WORK TASK ▸ Every record that follows must be returned word for word.

RECORDS TO USE ▸
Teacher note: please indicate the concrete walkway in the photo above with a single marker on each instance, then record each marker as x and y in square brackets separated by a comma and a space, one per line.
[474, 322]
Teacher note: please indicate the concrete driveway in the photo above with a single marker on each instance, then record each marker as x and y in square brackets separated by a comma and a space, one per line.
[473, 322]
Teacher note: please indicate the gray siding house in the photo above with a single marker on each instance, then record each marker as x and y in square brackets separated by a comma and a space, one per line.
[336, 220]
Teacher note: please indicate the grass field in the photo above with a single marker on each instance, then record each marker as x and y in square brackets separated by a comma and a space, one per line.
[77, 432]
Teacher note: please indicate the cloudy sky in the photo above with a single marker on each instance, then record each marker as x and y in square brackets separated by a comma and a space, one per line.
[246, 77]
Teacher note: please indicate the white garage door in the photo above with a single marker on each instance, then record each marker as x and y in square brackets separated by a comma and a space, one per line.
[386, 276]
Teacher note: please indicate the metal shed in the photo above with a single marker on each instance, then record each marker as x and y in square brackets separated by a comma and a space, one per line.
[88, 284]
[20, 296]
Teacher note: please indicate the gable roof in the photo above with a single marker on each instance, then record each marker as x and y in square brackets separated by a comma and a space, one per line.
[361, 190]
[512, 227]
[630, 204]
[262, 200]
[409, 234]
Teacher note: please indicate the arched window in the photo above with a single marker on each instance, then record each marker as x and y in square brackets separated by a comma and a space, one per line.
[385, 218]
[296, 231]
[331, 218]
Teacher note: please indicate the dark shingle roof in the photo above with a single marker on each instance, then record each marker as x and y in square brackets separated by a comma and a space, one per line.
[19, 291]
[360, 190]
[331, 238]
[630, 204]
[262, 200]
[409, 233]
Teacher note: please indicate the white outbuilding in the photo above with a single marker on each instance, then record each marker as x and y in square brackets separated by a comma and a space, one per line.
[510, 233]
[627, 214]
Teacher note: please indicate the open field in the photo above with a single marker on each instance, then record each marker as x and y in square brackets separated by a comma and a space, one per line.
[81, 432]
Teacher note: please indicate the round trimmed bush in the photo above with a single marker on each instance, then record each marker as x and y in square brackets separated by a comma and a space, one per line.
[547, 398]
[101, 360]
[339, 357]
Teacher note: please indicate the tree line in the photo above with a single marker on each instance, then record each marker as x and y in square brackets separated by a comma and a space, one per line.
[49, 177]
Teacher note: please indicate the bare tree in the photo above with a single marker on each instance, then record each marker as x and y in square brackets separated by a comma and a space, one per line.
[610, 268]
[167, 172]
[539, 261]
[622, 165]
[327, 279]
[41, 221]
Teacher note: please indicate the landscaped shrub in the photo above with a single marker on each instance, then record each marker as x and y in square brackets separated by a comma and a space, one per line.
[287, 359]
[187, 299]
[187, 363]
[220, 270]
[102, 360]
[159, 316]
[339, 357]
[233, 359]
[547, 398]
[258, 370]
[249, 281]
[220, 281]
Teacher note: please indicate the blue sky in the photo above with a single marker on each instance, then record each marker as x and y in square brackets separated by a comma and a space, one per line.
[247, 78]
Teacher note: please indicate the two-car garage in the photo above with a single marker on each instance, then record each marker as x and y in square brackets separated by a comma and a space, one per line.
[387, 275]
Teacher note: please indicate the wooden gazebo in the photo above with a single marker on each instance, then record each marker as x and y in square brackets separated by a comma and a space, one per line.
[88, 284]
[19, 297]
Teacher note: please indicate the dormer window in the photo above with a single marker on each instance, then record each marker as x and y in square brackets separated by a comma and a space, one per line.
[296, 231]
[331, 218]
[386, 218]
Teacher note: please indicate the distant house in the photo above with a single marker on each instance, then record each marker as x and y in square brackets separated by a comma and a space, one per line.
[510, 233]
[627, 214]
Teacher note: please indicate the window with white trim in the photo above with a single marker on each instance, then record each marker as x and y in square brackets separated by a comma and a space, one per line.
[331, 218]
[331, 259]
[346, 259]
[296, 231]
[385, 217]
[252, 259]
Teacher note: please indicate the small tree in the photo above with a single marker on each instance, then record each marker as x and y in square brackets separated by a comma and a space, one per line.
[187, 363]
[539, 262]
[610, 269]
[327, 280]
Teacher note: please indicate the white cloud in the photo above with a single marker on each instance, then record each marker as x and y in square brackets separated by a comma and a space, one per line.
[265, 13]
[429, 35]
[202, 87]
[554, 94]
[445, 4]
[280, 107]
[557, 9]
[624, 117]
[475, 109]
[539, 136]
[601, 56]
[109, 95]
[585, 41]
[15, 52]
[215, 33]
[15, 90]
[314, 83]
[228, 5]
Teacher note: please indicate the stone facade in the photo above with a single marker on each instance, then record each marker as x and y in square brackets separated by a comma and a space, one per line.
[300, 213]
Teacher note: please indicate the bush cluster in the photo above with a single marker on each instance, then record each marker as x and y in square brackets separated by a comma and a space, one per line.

EXPECTED OUTPUT ▸
Teacher note: please indicate the concrete walkway in the photo above with a single marker on each instance, then record each marker as x and y in square brackets separated by a comma and a space, one per line.
[474, 322]
Teacher note: please indicate the concrete driveway in the photo above with a single marker on each instance, then record each marker as x and y in square brackets separated by a comma and a space, one per line.
[473, 322]
Teacher note: please indicate the gray siding house in the photo above with a single marker on each instance, then record each marker as x and y in square brackets separated by a comma and a space, one per line.
[336, 220]
Teacher note: please indicate the grass field in the photo above with a single marker on each instance, then record each marker as x and y in square brackets separated by a comma and a space, one per line.
[77, 432]
Teacher note: please indicate the cloudy sky in the photo above with a single marker on each instance, then record each marker as x and y in square brackets separated by a comma and a space, one per line.
[246, 77]
Teacher note: please indicate the white garage door in the photo above with a single marker on each instance, then record each marker as x and y in square brackets separated by a comma and a space, one per line.
[386, 276]
Teacher note: please indicate the metal shed in the photo above with a single marker on each instance, then record each marker as x and y in square brackets separated by a comma and a space, one per line.
[88, 284]
[20, 296]
Teacher note: please indicate the gable roof in the photo above with a single marker on each instance, then record each marker as x and y in square brackets separated by a comma and a space, one per line.
[361, 190]
[512, 227]
[630, 204]
[262, 200]
[409, 234]
Teacher note: please indicate the arched window in the photo above with a single marker on each instance, then record each marker as x and y in square brackets separated by a comma and a space, one per line.
[385, 218]
[296, 231]
[331, 218]
Teacher note: please indicate the dark shingle roof in the photo above with a single marker on each instance, then record each marker as x and y in square brackets separated by a comma and a space, one per line.
[19, 291]
[360, 190]
[331, 238]
[630, 204]
[262, 200]
[409, 233]
Teacher note: please indicate the white outbuilding in the photo above with a single marker on each instance, then record each marker as x and y in square brackets separated by a comma and a space, one per line.
[510, 233]
[627, 214]
Teacher note: please indicate the open field in the photo above with a single marker on each instance, then record each marker as x and y in square brackets separated by a comma and a space, one per line.
[81, 432]
Teacher note: please indicate the round trimmed bush in the photo above with a single marker on each instance, then record each marker as x and y in square brackets separated by a comma and a space, one per line.
[547, 398]
[101, 360]
[339, 357]
Teacher note: please indicate the tree line in the photo above with a single marker on each instance, then record each marker as x and y in square brackets separated by a comma and a space, one per line.
[49, 177]
Teacher note: please indicate the bare tree in the photo above with a single marker on each instance, then record each marker as x and y in square brackets separated by a comma and a space, one per line.
[610, 268]
[167, 172]
[539, 261]
[622, 165]
[327, 279]
[41, 221]
Teacher note: please indicate the landscaped shrub in the photo above with a single marker on each instance, then record each marker as x and y in square brackets separated by a comma and a space, one per line.
[287, 359]
[187, 299]
[187, 363]
[220, 270]
[102, 360]
[159, 316]
[339, 357]
[233, 359]
[547, 398]
[258, 370]
[249, 281]
[220, 281]
Teacher note: please indicate the blue sky in the photo above with a single marker on each instance, then record each marker as x and y in square brackets separated by a comma and a space, one per line.
[247, 78]
Teacher note: please indicate the two-car garage in the photo above with a single marker on each instance, then record each marker as x and y in square brackets separated by a comma and a space, one per line.
[387, 275]
Teacher note: please indicate the wooden gazebo in the photo above with a single marker on each instance, then record each marker as x and y in square brackets separated by a comma and a space, one per line.
[88, 284]
[19, 297]
Teacher note: please indicate the dormer window in the photo above with a single marker on each instance, then record each marker as x and y in square brackets separated by a comma and a space, one per line.
[296, 231]
[331, 218]
[386, 218]
Teacher note: please indicate the distant house in the photo above with a single marker on each instance, then record each marker as x and y in square brackets separated by a comma and a space, one per line.
[510, 233]
[627, 214]
Teacher note: please indicate the window with white trim in the photo above with a single marker on each instance, then record each marker as x and y in square brackets separated by a comma and a space, one per line.
[331, 218]
[331, 259]
[346, 259]
[296, 231]
[385, 217]
[252, 259]
Teacher note: please indicate the small tree in the photo above with a single marker on each instance, then record each marker as x and y in square brackets separated by a comma and a space, one per line.
[187, 363]
[539, 262]
[610, 269]
[327, 280]
Teacher note: please indicate the white cloud in the photo above with a single marker on each instance, then record each marker as x and y in square brackets separated by a comma and a space, one per line.
[265, 13]
[429, 35]
[202, 87]
[554, 94]
[445, 4]
[280, 107]
[557, 9]
[624, 117]
[475, 109]
[539, 136]
[601, 56]
[109, 95]
[585, 41]
[15, 52]
[215, 33]
[15, 90]
[314, 83]
[228, 5]
Teacher note: please indicate the stone facade in the photo above with a single marker on each instance, then record each marker as x and y in square brackets separated by a comma and a space, one per line.
[300, 213]
Teacher note: please indicate the bush cluster in the photo above with a single marker on each instance, then record each marker as x and y in square brackets separated by a comma and a space, one per line.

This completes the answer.